Passage provided:
--- start ---

My test is of a "managed" array with a "host side Flash Translation
Layer".  This means that software is linearizing the writes before
RAID-5 sees them.  This is how the major "storage appliance" vendors
get really fast performance.  One vendor, running an earlier version
of the software I am running here, was able to support 5000 ESXI VDI
clients from a single 2U storage server (with a lot of FC cards).  The
boot storm took about 3 minutes to settle.

Single drives are around 500 MB/sec which is 125K IOPS through our
engine.  Eight drives are (8-1)x500=3500 MB/sec or 900K IOPS.  This is
actually faster than FIO can generate a test pattern from a single
job.  It is also faster than stock RAID-5 can linearly write without
patches.

In terms of wear, lots of users are running very light write
environments.  This is good as many configurations are > 50:1 write
amp if you measure "end to end".  By end to end, I mean, how many
flash writes happen when you create a small file inside of a file
system.  This leads to "file system write amp" x "raid write amp" x
"SSD write amp".  Some people don't like this approach as the file
system is often "off limits" and a black box.  Then again, some file
systems are better than others (for 10K sync creates, EXT4 and XFS are
both about 4.4:1 whereas ZFS is a lot worse).  And with EXT4/XFS, you
can mitigate some of this with an SSD or mapping layer that compresses
blocks.

Doug Dumitru

>
> Thank you for your advice, I'll see whether I can find a way to purchase one
> of the samsung drives for testing/evaluation, then seem to be a similar
> price to the Intel S3510 that I was looking at.
>
> Regards,
> Adam
>
>
>> On Wed, Dec 28, 2016 at 6:14 PM, Adam Goryachev
>> <mailinglists@xxxxxxxxxxxxxxxxxxxxxx> wrote:
>>>
>>> Apologies for my prematurely sent email (if it gets through), this one is
>>> complete...
>>>
>>> Hi all,
>>>
>>> I've spent a number of years trying to build up a nice RAID array for my
>>> SAN, but I seem to be slowly solving one bottle neck only to find another
>>> one. Right now, I've identified the underlying SSD's as being a major
>>> factor
>>> in that performance issue.

--- end ---

Records shown:

--- start ---

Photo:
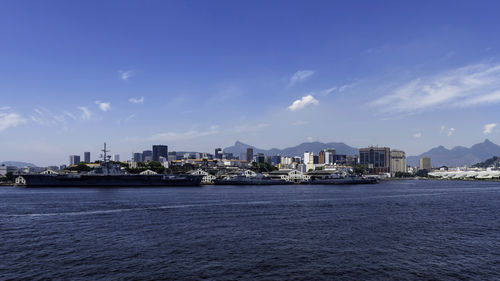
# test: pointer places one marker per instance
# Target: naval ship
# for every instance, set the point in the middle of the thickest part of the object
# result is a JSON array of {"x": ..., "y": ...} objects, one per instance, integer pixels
[{"x": 107, "y": 174}]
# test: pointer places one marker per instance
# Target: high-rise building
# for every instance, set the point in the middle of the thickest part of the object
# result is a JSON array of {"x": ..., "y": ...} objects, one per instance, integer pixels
[
  {"x": 86, "y": 157},
  {"x": 74, "y": 159},
  {"x": 425, "y": 164},
  {"x": 160, "y": 151},
  {"x": 260, "y": 158},
  {"x": 330, "y": 156},
  {"x": 377, "y": 159},
  {"x": 308, "y": 157},
  {"x": 321, "y": 157},
  {"x": 137, "y": 157},
  {"x": 218, "y": 153},
  {"x": 249, "y": 154},
  {"x": 147, "y": 156},
  {"x": 398, "y": 161}
]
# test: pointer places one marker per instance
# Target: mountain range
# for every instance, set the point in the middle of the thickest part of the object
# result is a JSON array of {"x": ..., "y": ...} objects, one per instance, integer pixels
[
  {"x": 458, "y": 156},
  {"x": 440, "y": 156},
  {"x": 298, "y": 150}
]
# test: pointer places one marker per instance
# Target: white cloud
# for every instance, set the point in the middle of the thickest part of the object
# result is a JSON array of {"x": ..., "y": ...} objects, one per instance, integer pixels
[
  {"x": 104, "y": 106},
  {"x": 300, "y": 76},
  {"x": 136, "y": 100},
  {"x": 43, "y": 116},
  {"x": 345, "y": 87},
  {"x": 86, "y": 113},
  {"x": 125, "y": 75},
  {"x": 174, "y": 136},
  {"x": 250, "y": 127},
  {"x": 488, "y": 128},
  {"x": 467, "y": 86},
  {"x": 8, "y": 120},
  {"x": 71, "y": 115},
  {"x": 328, "y": 91},
  {"x": 303, "y": 102}
]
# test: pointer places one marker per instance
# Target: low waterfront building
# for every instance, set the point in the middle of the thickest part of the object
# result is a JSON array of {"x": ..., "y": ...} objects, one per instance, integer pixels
[
  {"x": 74, "y": 160},
  {"x": 377, "y": 159},
  {"x": 207, "y": 178},
  {"x": 289, "y": 175},
  {"x": 425, "y": 164}
]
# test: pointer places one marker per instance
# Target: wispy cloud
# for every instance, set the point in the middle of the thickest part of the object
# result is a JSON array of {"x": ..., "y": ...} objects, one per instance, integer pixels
[
  {"x": 43, "y": 116},
  {"x": 488, "y": 128},
  {"x": 86, "y": 113},
  {"x": 136, "y": 100},
  {"x": 11, "y": 119},
  {"x": 300, "y": 76},
  {"x": 243, "y": 128},
  {"x": 303, "y": 102},
  {"x": 176, "y": 136},
  {"x": 467, "y": 86},
  {"x": 104, "y": 106},
  {"x": 328, "y": 91},
  {"x": 126, "y": 74}
]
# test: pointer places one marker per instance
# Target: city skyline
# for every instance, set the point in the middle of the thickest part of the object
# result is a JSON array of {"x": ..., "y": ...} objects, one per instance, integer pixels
[{"x": 197, "y": 76}]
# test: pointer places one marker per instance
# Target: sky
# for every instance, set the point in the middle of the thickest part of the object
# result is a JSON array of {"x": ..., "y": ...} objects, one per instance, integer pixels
[{"x": 197, "y": 75}]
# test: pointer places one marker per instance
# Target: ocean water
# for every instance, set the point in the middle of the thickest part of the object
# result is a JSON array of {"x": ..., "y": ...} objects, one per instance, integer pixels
[{"x": 396, "y": 230}]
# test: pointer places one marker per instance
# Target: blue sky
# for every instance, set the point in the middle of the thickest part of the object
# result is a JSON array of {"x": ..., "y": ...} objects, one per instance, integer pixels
[{"x": 196, "y": 75}]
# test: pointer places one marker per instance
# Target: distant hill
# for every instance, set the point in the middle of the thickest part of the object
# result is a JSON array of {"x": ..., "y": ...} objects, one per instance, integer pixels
[
  {"x": 298, "y": 150},
  {"x": 17, "y": 164},
  {"x": 458, "y": 156}
]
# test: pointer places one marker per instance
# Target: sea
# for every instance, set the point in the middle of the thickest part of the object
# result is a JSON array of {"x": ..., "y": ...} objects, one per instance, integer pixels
[{"x": 395, "y": 230}]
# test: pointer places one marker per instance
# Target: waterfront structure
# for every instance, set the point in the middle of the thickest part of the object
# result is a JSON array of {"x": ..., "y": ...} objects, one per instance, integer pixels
[
  {"x": 377, "y": 159},
  {"x": 260, "y": 158},
  {"x": 398, "y": 162},
  {"x": 218, "y": 153},
  {"x": 309, "y": 160},
  {"x": 207, "y": 178},
  {"x": 74, "y": 160},
  {"x": 250, "y": 155},
  {"x": 7, "y": 169},
  {"x": 425, "y": 164},
  {"x": 289, "y": 175},
  {"x": 160, "y": 151},
  {"x": 321, "y": 157},
  {"x": 147, "y": 156},
  {"x": 330, "y": 156},
  {"x": 86, "y": 157},
  {"x": 137, "y": 157}
]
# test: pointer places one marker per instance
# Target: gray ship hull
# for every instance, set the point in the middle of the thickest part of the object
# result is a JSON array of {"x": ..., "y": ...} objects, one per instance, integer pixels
[
  {"x": 108, "y": 180},
  {"x": 251, "y": 182},
  {"x": 345, "y": 181}
]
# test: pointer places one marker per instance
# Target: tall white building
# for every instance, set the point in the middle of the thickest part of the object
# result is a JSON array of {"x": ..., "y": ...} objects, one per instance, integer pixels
[{"x": 398, "y": 161}]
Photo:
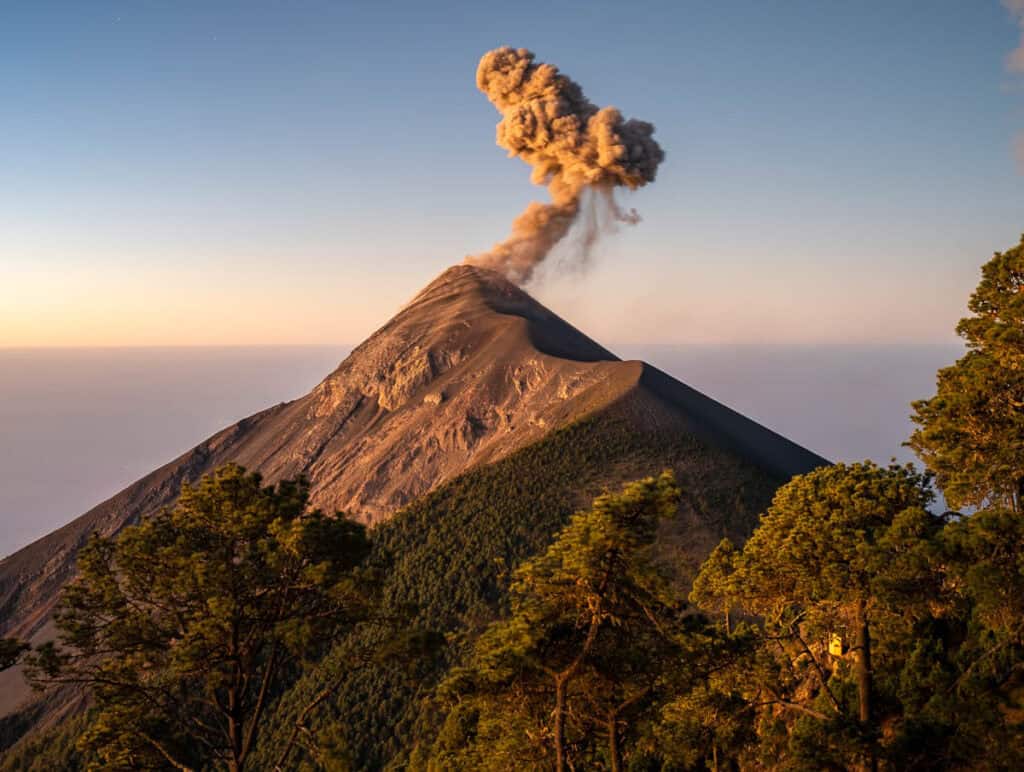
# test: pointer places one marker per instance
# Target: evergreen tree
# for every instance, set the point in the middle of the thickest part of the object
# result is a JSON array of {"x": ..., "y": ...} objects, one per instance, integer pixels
[
  {"x": 843, "y": 555},
  {"x": 971, "y": 433},
  {"x": 574, "y": 657},
  {"x": 185, "y": 625}
]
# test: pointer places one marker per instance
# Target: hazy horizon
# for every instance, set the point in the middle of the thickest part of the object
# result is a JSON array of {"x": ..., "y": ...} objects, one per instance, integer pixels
[{"x": 82, "y": 424}]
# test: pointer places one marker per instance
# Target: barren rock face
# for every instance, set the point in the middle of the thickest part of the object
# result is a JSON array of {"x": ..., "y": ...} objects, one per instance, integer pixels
[{"x": 471, "y": 370}]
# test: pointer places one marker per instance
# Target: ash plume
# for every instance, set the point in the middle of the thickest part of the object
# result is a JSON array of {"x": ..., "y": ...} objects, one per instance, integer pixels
[{"x": 572, "y": 145}]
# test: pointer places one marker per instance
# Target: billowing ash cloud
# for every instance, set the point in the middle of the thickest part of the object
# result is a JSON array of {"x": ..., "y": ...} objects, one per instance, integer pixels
[{"x": 581, "y": 153}]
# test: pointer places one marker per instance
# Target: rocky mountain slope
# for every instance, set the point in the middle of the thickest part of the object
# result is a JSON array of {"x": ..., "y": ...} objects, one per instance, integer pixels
[{"x": 470, "y": 371}]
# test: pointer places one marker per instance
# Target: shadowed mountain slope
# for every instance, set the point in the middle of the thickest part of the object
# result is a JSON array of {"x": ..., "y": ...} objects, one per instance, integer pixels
[{"x": 469, "y": 372}]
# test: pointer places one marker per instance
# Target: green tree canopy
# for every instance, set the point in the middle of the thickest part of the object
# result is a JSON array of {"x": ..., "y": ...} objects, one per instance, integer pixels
[
  {"x": 842, "y": 551},
  {"x": 971, "y": 433},
  {"x": 587, "y": 617},
  {"x": 184, "y": 626}
]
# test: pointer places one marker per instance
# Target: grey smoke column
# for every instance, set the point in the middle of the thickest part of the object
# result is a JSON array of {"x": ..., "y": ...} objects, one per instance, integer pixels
[{"x": 571, "y": 144}]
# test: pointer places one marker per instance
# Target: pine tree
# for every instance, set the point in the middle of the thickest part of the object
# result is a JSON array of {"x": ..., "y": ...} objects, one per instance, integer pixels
[
  {"x": 574, "y": 656},
  {"x": 971, "y": 433},
  {"x": 184, "y": 626}
]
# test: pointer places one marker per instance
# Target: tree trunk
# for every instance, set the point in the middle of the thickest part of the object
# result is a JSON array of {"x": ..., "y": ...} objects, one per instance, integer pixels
[
  {"x": 616, "y": 763},
  {"x": 864, "y": 680},
  {"x": 560, "y": 683}
]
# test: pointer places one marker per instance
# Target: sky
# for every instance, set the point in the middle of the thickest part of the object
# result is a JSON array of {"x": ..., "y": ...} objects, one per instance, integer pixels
[{"x": 209, "y": 173}]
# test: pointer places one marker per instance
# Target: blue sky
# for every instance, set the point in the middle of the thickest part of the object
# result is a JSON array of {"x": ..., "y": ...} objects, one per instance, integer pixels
[{"x": 279, "y": 172}]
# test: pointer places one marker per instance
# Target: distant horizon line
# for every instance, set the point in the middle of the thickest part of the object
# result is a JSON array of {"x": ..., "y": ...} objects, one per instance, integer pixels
[{"x": 708, "y": 344}]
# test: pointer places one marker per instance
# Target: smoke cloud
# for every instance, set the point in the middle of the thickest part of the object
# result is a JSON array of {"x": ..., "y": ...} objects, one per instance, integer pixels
[{"x": 579, "y": 151}]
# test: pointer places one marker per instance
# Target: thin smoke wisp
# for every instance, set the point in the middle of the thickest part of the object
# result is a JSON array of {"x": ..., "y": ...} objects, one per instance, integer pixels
[{"x": 572, "y": 146}]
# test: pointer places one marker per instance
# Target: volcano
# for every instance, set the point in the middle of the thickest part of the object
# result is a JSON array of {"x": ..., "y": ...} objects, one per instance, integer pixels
[{"x": 468, "y": 373}]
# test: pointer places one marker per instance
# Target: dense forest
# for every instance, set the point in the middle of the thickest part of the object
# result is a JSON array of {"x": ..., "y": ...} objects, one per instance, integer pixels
[{"x": 536, "y": 613}]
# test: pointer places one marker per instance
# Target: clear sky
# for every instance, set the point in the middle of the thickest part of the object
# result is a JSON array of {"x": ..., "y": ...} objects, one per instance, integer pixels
[{"x": 291, "y": 172}]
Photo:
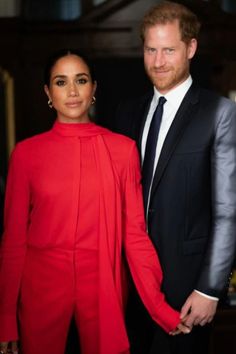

--- end ---

Tasks and exercises:
**A.** According to the RAID thread above, do these statements agree with it? For each, answer yes or no and quote the deciding words.
(i) In the "managed" array, software linearizes writes before RAID-5 sees them.
(ii) For 10K sync creates, ZFS has about the same 4.4:1 write amp as EXT4 and XFS.
(iii) The boot storm took about 3 minutes to settle.
**B.** Answer from the RAID thread above:
(i) How many ESXI VDI clients did one vendor support from a single 2U storage server?
(ii) What throughput in MB/sec is given for eight drives?
(iii) Which Intel drive does Adam say he was looking at?
**C.** In one to three sentences, explain why the RAID thread says it is good that many users run very light write environments.

Answers to the exercise:
**A.**
(i) Yes: "software is linearizing the writes before RAID-5 sees them."
(ii) No: "EXT4 and XFS are both about 4.4:1 whereas ZFS is a lot worse"
(iii) Yes: "The boot storm took about 3 minutes to settle."

**B.**
(i) 5000
(ii) 3500 MB/sec
(iii) The Intel S3510

**C.** Many configurations have more than 50:1 write amplification when measured end to end. End to end means counting how many flash writes happen when a small file is created inside a file system. That total comes from file system write amp, RAID write amp and SSD write amp multiplied together.